◆ **PASSAGE FOR REVIEW**
= = = =

Once again you start out by arguing a child care angle. What do they do when school lets out and they're not home from work (or the bar) when their kid gets home?
I'm not an advocate at all for a four day week and believe many of the benefits are overstated.
Around here they have after school programs that run until about 5 or 530. So many kids are in them that one year ours asked to be in it just so they'd have friends to play with. She got tired of sitting around the house after school because all her friends where in the program.
This is ENTIRELY a money saving measure by mostly rural districts in red states. It lets them cut costs by paying everyone less from teachers to custodians to cafeteria workers to bus drivers.
Despite whatever mumbo jumble they might voice about the educational benefits of 4-day school, it is all utter BS.
When you see elite private college prep schools moving to 4-day weeks you will know it is for educational purposes. They would laugh at you if you suggested it.

= = = =

◆ **DATA PROVIDED**
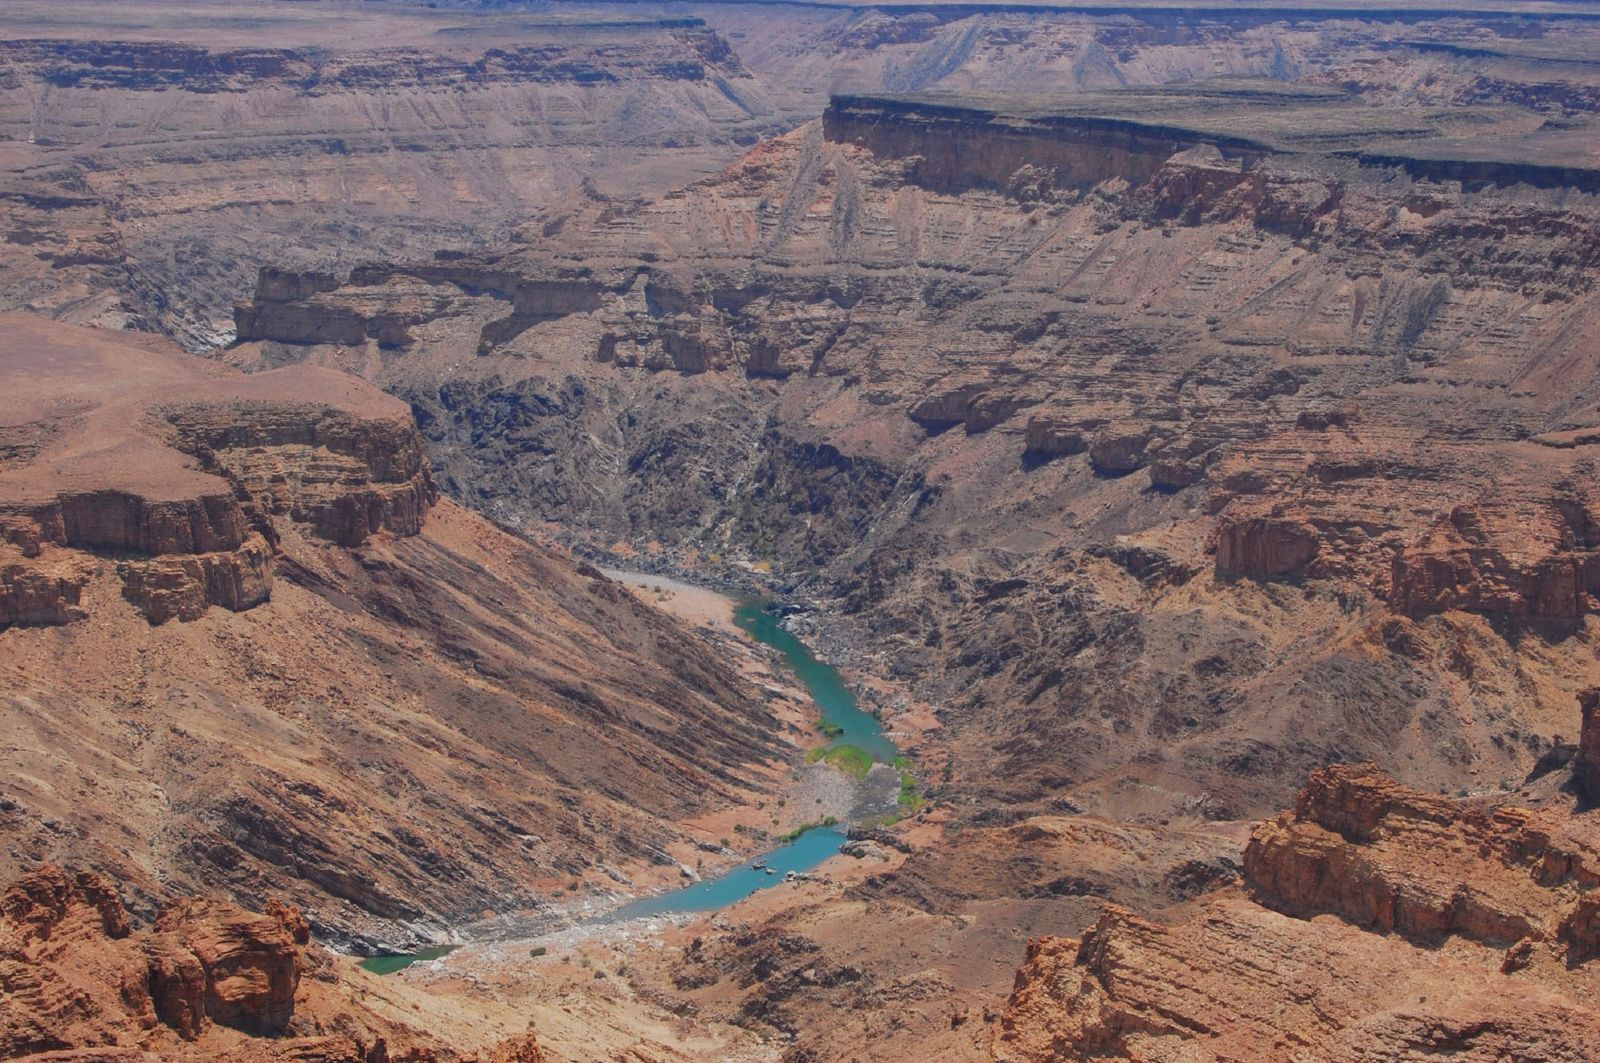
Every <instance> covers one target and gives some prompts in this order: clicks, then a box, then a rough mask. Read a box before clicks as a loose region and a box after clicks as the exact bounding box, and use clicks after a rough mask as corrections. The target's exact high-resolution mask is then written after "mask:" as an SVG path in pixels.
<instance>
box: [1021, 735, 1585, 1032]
mask: <svg viewBox="0 0 1600 1063" xmlns="http://www.w3.org/2000/svg"><path fill="white" fill-rule="evenodd" d="M1590 818H1592V816H1587V815H1570V813H1563V812H1555V810H1547V812H1530V810H1525V808H1515V807H1509V805H1502V807H1485V805H1482V804H1480V802H1466V800H1451V799H1446V797H1438V796H1434V794H1424V792H1419V791H1414V789H1411V788H1408V786H1402V784H1398V783H1395V781H1392V780H1389V778H1387V776H1384V775H1382V773H1381V772H1378V770H1376V768H1373V767H1370V765H1338V767H1330V768H1323V770H1320V772H1317V773H1314V775H1312V778H1310V781H1309V784H1307V786H1306V789H1304V791H1302V792H1301V796H1299V800H1298V804H1296V807H1294V810H1293V812H1285V813H1282V815H1278V816H1277V818H1275V820H1269V821H1267V823H1262V824H1259V826H1258V828H1256V829H1254V834H1253V837H1251V840H1250V845H1248V848H1246V852H1245V884H1243V889H1240V887H1238V885H1224V887H1222V889H1219V890H1216V892H1214V893H1211V895H1210V897H1205V898H1198V900H1197V901H1195V903H1194V905H1192V906H1189V908H1187V909H1179V911H1182V913H1184V914H1181V916H1174V917H1176V921H1174V922H1171V924H1162V922H1157V921H1152V919H1144V917H1139V916H1138V914H1134V913H1133V911H1130V909H1126V908H1122V906H1115V905H1109V906H1106V908H1104V909H1102V911H1101V916H1099V919H1098V921H1096V924H1094V925H1093V927H1088V929H1086V930H1083V933H1082V935H1080V937H1078V938H1075V940H1074V938H1056V937H1046V938H1038V940H1034V941H1029V948H1027V957H1026V962H1024V964H1022V967H1021V969H1019V970H1018V975H1016V983H1014V988H1013V991H1011V997H1010V1001H1008V1002H1006V1009H1005V1012H1003V1013H1002V1015H1000V1018H998V1021H997V1023H995V1026H994V1042H992V1047H994V1057H995V1058H997V1060H1003V1061H1005V1063H1045V1061H1046V1060H1062V1058H1088V1057H1094V1058H1101V1057H1115V1058H1126V1060H1138V1061H1144V1063H1155V1060H1171V1058H1195V1060H1234V1058H1251V1060H1285V1061H1286V1060H1299V1058H1339V1060H1346V1058H1350V1060H1354V1058H1373V1060H1376V1058H1382V1060H1424V1058H1432V1057H1434V1055H1435V1052H1438V1050H1443V1049H1445V1047H1446V1045H1448V1052H1450V1053H1454V1055H1459V1057H1461V1058H1474V1060H1499V1058H1510V1057H1515V1055H1517V1052H1515V1050H1514V1045H1518V1044H1538V1045H1539V1058H1549V1060H1563V1061H1570V1063H1579V1061H1582V1060H1592V1058H1595V1053H1597V1052H1600V1015H1595V1010H1594V1004H1592V1002H1594V978H1595V972H1594V970H1592V967H1594V964H1592V961H1594V957H1595V954H1597V948H1595V946H1597V943H1600V905H1597V903H1595V901H1594V898H1595V895H1597V893H1600V890H1597V889H1595V887H1597V885H1600V850H1597V842H1600V836H1597V828H1595V824H1592V823H1589V820H1590ZM1330 914H1331V916H1336V919H1326V917H1318V916H1330ZM1445 938H1454V940H1453V941H1451V945H1450V948H1438V945H1440V943H1442V941H1443V940H1445Z"/></svg>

= = = =

◆ **REQUIRED ACTION 1**
Name every kind of school worker that the four-day school week discussion says would end up being paid less.
◆ **REQUIRED ACTION 2**
Extend the four-day school week discussion by writing a few more sentences that pick up right after its final line, keeping the same voice.

◆ **ANSWER SECTION 1**
Teachers, custodians, cafeteria workers, and bus drivers.

◆ **ANSWER SECTION 2**
You'd save some on transportation and utilities but you'd likely have to increase salaries to compensate for the longer school day as well as running utilities longer.
What actually happens is that hourly wage workers (custodians, maintenance, bus drivers, cafeteria workers) just get paid less.
Salaried workers like teachers generally don't get pay cuts. But it lets districts with teacher shortages (due to low pay) continue to pay less because a 4-day work week for salaried teachers is more attractive than a 5-day work week for the same pay. So they can cast a wider recruiting net and say "we can't pay as much as that neighboring affluent suburban school that has school 5-days a week, but if you come work for us, every weekend will be a 3-day weekend." And there are lots of teachers who will take that tradeoff. And possibly drive further for the opportunity to have a 4-day work week.
I'm a teacher and I'd be happy with a 4-day work week for the same pay for selfish reasons. But I don't think for an instant it would be better for the kids.
What actually happens is that hourly wage workers (custodians, maintenance, bus drivers, cafeteria workers) just get paid less.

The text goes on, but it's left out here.